▶ [WYZWANIE 1]
Proszę wyodrębnić z tekstu o Alfie 156 dosłownie cały fragment, od słów „Normalnie jechał samochodem” aż po słowa „pozamykał okna .”.
▶ [WYZWANIE 2]
Proszę napisać dalszy ciąg tekstu o Alfie 156, zaczynając zaraz po jego ostatnim zdaniu.

▶ [PODANY TEKST]
· · · · · · ·
Witam
Znajomy kupił Alfę 156 i po 4 godzinach cieszenia się nią , niestety Alfa okazała swój charakterek .
zatem :
Akcja jest taka że Pali mu bezpiecznik 30A od szyb .
Normalnie jechał samochodem , otworzył okna no i nie mógł ich zamknąć , wywaliło bezpiecznik , przy wymianie odrazu spaliło mu kolejny . Na krótko pozamykał okna .
Akcja jest taka że jak ma wyłączony samochód ( kluczyka w stacyjce nie ma ) to wkładając bezpiecznik iskrzy się i pali mu go odrazu . Powiem Tylko że pozostałe funkcje elektryczne działają prawidłowo .
· · · · · · ·
Wyodrębnione rekordy:
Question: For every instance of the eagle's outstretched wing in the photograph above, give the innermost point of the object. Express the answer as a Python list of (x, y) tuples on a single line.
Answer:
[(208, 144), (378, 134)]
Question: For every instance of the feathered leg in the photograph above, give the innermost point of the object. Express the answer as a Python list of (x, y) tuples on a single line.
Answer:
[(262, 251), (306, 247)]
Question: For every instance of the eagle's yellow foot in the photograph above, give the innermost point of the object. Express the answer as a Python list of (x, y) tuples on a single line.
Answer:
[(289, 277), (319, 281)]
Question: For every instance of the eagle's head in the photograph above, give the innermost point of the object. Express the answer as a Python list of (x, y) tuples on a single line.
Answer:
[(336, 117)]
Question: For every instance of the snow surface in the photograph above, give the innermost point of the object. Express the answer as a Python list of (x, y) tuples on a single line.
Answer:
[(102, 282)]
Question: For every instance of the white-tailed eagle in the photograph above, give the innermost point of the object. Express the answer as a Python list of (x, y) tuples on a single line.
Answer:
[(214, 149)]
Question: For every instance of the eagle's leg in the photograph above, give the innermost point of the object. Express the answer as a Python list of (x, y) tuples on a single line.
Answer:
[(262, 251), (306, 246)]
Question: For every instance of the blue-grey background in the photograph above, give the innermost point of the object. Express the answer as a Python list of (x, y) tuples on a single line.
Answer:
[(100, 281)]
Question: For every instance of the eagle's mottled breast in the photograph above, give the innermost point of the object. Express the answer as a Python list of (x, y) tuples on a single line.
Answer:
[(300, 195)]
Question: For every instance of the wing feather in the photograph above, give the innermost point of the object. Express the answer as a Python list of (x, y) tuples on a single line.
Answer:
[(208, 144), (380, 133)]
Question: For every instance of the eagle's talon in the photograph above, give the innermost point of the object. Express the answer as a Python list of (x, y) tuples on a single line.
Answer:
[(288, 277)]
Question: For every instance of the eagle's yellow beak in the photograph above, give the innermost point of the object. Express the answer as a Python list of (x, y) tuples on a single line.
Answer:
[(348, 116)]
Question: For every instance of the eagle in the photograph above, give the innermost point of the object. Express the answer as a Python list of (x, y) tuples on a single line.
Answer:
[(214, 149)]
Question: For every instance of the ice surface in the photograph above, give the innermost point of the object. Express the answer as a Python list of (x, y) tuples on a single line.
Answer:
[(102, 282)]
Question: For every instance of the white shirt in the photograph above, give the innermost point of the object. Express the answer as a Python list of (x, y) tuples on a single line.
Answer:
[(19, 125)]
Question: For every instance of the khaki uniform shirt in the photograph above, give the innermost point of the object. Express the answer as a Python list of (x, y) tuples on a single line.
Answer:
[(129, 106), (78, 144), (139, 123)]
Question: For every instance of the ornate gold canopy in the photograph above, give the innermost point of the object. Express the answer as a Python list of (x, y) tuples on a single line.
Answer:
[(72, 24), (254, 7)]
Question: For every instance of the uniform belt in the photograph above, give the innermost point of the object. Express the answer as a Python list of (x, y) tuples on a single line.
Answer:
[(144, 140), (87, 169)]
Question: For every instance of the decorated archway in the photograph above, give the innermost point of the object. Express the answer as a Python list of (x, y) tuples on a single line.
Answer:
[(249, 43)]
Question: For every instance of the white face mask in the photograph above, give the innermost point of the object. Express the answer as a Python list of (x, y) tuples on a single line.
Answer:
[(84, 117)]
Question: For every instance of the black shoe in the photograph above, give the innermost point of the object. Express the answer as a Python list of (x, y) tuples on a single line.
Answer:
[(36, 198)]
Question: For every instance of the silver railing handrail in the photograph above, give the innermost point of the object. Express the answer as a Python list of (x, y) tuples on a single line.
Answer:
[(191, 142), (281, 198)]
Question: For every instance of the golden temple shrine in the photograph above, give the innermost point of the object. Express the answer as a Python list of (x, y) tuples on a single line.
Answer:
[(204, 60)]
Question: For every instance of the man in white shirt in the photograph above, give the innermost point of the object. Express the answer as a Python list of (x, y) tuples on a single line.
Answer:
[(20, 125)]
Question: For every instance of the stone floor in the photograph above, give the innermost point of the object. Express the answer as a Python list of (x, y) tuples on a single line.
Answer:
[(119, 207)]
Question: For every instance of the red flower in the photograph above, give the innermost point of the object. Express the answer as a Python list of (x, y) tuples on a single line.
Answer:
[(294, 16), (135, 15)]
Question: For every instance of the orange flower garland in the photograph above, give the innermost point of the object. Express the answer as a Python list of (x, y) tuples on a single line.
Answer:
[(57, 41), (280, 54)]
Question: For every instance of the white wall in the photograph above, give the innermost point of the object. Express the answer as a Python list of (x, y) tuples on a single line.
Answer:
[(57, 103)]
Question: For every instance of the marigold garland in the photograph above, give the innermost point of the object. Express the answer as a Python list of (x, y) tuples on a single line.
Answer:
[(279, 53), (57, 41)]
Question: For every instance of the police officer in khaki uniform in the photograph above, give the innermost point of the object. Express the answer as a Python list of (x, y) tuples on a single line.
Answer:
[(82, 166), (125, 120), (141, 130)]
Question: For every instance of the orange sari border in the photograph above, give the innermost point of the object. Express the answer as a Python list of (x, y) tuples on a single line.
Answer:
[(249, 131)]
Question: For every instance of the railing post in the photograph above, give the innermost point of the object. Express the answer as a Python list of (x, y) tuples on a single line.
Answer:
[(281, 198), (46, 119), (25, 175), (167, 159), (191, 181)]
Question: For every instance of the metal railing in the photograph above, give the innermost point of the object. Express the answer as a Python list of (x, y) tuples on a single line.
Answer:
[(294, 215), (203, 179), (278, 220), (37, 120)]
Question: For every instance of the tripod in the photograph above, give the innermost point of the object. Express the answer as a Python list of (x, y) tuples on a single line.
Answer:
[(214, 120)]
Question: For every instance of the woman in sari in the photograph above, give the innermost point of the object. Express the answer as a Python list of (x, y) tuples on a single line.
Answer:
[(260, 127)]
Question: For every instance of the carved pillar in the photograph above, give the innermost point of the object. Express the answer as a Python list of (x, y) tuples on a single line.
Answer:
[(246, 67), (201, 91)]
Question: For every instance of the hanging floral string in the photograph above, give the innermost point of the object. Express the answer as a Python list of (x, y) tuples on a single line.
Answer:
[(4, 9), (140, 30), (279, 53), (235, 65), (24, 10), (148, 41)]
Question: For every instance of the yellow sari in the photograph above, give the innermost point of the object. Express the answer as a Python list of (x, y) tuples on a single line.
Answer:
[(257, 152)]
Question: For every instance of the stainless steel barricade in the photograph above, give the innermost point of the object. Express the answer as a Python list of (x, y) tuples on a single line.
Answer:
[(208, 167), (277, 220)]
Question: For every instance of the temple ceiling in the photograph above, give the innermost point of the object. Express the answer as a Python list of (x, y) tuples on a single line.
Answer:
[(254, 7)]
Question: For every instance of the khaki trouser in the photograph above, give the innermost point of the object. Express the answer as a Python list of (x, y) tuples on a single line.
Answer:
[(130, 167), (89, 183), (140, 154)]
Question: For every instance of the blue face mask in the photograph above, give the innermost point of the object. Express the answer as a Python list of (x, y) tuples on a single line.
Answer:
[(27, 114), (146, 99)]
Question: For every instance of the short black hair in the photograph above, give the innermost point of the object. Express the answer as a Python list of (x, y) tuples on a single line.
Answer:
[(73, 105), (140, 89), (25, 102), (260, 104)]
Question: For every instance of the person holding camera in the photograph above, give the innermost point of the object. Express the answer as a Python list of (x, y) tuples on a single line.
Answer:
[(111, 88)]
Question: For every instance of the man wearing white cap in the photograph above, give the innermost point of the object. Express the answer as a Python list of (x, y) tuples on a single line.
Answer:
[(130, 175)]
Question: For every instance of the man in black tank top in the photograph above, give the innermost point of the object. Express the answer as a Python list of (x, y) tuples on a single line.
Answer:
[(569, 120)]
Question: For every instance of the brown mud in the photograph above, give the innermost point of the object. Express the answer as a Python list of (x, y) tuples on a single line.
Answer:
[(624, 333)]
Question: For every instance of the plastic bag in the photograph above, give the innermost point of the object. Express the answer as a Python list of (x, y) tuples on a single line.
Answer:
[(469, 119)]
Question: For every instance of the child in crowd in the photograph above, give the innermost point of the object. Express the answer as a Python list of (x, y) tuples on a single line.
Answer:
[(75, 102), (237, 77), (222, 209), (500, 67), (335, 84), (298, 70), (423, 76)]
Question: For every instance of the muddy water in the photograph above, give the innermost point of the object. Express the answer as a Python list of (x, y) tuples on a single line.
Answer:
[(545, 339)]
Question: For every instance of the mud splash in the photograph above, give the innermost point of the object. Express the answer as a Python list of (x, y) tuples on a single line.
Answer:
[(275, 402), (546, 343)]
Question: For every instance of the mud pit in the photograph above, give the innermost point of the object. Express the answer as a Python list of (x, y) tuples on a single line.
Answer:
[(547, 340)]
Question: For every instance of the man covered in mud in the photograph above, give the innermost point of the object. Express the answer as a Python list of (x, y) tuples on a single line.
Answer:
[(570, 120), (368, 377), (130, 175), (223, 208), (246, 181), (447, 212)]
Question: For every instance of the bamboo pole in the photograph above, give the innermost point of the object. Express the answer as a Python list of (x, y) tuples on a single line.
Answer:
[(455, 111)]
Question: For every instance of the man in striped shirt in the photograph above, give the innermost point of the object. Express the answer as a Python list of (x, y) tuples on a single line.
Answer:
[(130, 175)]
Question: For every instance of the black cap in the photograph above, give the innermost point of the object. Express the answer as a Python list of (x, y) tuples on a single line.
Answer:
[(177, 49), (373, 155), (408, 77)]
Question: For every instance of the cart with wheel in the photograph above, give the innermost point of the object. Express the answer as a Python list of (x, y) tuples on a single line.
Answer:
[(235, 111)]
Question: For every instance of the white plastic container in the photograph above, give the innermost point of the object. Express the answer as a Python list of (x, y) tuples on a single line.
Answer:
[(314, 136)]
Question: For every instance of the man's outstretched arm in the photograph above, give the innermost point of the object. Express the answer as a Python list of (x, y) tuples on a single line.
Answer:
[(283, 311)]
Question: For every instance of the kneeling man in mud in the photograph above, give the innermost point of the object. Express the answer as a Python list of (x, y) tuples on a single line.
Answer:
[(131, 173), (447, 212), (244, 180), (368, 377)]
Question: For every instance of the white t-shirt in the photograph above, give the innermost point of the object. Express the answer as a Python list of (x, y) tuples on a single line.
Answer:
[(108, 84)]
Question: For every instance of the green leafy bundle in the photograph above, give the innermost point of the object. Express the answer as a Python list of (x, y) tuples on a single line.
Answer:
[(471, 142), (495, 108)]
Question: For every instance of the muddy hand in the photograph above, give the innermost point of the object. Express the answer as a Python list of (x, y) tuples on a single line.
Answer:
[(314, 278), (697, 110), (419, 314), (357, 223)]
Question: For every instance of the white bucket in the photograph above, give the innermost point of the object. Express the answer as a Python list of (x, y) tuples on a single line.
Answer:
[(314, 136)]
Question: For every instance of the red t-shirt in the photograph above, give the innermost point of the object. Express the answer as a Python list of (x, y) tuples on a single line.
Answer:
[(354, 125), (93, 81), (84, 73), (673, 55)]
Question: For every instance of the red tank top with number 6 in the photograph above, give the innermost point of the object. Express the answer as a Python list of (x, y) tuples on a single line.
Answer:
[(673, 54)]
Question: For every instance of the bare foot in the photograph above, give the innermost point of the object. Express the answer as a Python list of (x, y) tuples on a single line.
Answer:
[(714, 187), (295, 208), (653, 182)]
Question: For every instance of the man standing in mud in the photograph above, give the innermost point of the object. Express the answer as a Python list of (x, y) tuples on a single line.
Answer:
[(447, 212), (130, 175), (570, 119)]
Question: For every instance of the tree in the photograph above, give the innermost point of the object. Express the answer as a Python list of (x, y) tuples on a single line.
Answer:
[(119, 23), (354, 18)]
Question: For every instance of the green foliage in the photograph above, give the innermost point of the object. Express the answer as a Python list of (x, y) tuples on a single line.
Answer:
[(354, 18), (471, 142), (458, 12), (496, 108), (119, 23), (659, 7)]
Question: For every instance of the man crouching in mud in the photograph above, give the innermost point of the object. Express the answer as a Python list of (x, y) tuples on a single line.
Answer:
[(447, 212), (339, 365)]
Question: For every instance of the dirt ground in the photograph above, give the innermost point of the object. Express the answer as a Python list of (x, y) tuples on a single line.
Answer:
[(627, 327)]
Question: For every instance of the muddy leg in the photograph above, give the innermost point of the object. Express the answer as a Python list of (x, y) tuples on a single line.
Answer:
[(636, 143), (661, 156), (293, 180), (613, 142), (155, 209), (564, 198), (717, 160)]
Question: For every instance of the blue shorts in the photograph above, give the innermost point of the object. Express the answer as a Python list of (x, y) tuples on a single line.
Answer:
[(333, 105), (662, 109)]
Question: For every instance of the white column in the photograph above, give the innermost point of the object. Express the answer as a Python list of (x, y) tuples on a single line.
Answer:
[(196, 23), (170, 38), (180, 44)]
· · · · · · ·
▶ [ODPOWIEDŹ 1]
Normalnie jechał samochodem , otworzył okna no i nie mógł ich zamknąć , wywaliło bezpiecznik , przy wymianie odrazu spaliło mu kolejny . Na krótko pozamykał okna .

▶ [ODPOWIEDŹ 2]
Pytanie może być jakieś przetarcie w wiązce ? bo na wyłączonym samochodzie zasilanie mają tylko siłowniki od centralnego zamka i może te kable się przetarły jakoś i sieje to takie spustoszenie ale , centralny mu działa prawidłowo .
Spotkał się ktoś z taką przypadłoscią ? Albo ma jakąś koncepcję - bo szkoda mi chłopaka bo zrobił na przekór wszystkim aby udowodnić że z Alfą nie jest tak jak mówią a teraz chodzi ze spuszczoną głową .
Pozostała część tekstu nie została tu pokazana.